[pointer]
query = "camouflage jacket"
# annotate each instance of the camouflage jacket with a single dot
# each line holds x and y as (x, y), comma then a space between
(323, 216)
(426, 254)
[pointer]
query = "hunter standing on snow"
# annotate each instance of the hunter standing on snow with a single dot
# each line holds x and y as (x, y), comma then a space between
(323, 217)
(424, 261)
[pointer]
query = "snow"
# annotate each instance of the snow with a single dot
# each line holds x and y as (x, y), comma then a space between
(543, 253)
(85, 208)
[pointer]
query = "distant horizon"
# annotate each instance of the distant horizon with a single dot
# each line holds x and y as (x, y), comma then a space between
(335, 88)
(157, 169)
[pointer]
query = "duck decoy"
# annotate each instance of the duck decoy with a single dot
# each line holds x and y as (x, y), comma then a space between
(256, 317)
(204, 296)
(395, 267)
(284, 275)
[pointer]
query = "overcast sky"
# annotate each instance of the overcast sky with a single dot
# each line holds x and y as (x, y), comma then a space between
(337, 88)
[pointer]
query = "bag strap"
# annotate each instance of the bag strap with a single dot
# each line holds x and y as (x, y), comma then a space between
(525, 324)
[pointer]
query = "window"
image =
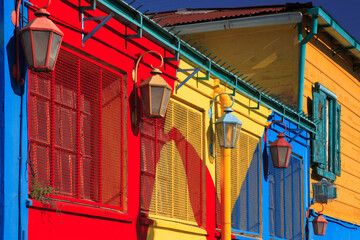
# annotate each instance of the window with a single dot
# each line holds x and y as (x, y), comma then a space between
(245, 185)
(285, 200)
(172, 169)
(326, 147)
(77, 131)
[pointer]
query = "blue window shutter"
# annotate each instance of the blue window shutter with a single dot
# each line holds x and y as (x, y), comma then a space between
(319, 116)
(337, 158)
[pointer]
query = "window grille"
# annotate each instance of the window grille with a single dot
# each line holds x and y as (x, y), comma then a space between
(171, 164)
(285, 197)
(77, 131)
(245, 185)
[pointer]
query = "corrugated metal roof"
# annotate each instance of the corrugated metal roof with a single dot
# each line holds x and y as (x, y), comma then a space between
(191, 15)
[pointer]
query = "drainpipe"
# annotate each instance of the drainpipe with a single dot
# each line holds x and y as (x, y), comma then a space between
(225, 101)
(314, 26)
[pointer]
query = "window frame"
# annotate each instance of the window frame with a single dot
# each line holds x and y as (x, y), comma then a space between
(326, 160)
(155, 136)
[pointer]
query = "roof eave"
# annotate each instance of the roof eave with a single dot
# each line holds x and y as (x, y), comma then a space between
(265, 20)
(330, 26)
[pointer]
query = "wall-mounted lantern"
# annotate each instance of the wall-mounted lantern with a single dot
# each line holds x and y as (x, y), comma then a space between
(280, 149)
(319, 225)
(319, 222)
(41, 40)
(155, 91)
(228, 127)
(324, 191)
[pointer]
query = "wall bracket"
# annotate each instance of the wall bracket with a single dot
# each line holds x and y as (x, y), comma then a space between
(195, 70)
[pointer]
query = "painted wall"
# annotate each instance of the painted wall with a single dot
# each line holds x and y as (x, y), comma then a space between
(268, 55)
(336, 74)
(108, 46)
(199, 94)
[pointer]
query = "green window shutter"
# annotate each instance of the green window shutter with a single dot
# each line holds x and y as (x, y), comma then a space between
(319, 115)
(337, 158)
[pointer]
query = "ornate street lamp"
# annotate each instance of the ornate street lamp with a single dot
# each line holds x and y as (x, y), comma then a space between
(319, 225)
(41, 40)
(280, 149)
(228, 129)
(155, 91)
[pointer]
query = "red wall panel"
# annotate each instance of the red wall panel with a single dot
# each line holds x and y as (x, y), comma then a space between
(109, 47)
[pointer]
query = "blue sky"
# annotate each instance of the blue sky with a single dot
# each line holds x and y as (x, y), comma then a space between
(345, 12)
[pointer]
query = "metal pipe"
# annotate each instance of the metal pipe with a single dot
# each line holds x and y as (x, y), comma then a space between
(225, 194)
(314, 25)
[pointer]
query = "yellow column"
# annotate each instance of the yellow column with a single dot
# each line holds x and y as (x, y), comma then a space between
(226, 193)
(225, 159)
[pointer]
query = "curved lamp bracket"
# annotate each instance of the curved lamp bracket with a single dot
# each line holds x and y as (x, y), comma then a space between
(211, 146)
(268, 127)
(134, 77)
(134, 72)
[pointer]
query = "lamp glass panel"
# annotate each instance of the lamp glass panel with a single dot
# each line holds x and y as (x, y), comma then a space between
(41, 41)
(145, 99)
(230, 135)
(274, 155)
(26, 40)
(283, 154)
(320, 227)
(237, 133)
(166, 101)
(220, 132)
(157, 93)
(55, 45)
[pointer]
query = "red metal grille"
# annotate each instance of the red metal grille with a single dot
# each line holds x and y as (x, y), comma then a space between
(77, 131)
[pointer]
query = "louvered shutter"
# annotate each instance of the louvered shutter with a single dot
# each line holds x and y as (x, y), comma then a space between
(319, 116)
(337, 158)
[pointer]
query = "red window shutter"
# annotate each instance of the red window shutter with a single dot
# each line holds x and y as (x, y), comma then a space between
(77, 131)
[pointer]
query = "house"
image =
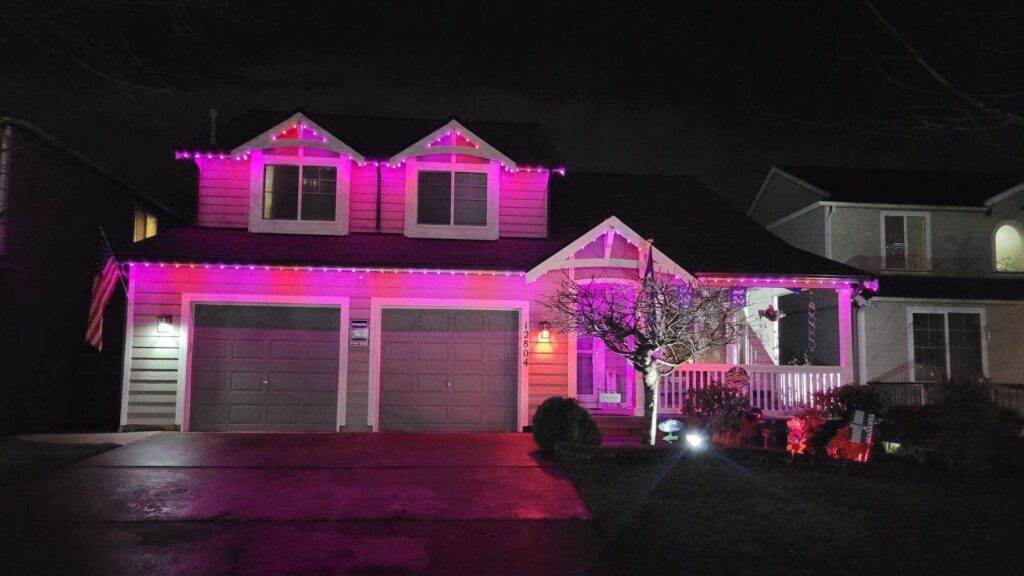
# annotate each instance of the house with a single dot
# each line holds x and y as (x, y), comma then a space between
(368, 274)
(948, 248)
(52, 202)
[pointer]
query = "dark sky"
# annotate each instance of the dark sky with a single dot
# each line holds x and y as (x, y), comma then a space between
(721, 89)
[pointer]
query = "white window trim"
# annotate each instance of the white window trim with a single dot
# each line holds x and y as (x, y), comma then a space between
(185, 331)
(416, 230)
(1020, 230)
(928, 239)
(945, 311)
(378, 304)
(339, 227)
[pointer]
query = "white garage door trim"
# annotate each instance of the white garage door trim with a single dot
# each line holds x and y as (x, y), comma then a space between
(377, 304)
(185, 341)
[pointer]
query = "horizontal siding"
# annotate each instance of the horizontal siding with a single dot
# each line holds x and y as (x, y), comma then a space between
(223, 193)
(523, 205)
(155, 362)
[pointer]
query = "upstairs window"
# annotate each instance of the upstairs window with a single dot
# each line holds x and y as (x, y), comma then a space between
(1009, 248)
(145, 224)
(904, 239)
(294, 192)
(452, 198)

════════

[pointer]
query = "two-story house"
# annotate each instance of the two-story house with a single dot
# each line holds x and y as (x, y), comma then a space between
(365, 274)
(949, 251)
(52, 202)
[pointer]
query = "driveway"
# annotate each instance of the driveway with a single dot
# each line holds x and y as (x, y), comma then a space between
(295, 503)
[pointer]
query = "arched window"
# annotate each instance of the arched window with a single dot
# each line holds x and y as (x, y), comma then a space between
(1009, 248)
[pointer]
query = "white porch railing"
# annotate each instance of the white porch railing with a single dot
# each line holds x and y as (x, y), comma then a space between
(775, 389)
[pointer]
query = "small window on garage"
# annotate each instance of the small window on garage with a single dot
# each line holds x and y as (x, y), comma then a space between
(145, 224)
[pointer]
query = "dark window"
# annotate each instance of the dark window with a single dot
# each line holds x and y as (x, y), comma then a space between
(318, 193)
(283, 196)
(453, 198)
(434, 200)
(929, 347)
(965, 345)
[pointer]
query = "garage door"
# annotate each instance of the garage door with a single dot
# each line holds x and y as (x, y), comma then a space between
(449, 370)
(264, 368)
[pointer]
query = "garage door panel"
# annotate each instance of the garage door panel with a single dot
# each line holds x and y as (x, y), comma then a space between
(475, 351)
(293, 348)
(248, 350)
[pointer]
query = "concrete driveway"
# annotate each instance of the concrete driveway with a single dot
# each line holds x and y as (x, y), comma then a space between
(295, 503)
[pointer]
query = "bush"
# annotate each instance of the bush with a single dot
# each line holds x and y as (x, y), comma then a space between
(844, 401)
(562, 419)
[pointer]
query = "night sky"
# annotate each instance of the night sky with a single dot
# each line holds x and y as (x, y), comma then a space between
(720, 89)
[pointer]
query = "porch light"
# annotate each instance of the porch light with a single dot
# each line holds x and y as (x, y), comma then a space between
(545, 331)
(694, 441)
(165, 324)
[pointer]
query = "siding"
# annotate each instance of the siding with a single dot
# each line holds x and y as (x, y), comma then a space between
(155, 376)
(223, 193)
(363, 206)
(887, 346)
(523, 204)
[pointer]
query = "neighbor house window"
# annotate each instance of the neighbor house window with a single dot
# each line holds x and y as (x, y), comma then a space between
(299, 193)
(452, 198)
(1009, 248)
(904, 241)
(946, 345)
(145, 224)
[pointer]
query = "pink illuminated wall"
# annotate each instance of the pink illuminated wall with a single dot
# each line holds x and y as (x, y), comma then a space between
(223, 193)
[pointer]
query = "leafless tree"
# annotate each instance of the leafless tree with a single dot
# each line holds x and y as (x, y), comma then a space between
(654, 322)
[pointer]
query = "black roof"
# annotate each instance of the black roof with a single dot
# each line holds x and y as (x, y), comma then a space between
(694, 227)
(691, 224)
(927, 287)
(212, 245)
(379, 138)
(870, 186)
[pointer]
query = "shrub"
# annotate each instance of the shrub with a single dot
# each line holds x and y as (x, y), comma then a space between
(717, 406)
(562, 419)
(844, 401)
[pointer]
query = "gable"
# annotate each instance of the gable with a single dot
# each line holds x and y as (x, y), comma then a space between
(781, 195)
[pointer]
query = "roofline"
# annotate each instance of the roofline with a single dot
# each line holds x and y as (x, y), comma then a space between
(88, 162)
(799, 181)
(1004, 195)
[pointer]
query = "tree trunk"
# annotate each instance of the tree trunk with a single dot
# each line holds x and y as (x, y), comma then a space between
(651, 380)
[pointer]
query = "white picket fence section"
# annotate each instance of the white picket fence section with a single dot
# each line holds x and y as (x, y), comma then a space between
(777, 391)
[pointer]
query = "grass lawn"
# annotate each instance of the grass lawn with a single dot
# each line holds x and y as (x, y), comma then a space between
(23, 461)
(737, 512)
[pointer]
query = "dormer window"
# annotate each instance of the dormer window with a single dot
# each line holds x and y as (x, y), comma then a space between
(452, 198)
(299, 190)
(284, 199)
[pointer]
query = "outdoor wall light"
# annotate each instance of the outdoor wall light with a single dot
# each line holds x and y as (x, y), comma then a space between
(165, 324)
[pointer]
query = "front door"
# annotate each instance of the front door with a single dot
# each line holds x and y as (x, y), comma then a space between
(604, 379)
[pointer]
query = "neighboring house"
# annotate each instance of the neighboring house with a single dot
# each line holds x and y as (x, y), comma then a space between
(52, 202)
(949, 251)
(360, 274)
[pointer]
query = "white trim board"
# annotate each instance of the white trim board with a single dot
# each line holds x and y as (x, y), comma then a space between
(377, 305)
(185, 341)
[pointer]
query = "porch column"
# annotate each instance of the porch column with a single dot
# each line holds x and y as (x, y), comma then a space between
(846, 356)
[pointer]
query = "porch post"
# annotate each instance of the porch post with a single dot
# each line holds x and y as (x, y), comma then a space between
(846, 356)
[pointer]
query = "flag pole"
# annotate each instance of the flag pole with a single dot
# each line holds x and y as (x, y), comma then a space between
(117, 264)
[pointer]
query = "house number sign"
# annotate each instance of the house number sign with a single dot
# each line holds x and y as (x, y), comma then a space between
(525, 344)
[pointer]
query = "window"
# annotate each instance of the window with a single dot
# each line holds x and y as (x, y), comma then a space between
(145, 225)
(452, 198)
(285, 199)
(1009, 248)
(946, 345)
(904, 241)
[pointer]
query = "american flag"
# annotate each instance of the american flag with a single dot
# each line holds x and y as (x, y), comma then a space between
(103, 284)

════════

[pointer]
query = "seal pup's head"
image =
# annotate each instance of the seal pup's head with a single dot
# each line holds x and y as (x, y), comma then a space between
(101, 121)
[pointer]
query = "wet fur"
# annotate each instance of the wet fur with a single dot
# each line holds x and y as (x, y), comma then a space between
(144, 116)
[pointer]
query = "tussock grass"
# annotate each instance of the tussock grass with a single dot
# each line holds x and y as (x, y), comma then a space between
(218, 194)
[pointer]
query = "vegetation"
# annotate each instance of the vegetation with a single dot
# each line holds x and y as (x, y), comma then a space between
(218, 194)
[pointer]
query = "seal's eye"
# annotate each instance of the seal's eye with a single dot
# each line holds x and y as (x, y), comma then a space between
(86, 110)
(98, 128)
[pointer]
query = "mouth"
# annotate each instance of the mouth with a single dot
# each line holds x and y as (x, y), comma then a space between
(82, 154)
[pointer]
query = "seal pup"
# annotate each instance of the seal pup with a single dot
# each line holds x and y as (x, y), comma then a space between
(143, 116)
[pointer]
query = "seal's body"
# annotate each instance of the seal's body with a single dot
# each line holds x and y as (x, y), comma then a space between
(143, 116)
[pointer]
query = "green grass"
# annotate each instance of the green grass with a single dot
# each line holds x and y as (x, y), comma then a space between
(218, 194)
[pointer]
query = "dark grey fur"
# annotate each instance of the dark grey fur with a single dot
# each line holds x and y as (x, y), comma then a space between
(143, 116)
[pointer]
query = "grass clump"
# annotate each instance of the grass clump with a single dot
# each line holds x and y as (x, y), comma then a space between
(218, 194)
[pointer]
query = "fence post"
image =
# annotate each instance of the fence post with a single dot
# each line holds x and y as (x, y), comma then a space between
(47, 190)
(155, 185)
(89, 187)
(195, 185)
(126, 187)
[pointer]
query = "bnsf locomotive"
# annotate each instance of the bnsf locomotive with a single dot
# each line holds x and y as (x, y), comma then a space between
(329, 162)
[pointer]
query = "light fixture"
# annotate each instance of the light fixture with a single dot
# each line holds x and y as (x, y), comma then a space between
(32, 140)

════════

| WHAT TO DO |
Please count the lines in the entries above that contain the string "locomotive", matching case exactly, and give only the number.

| OUTPUT OF THE EXERCISE |
2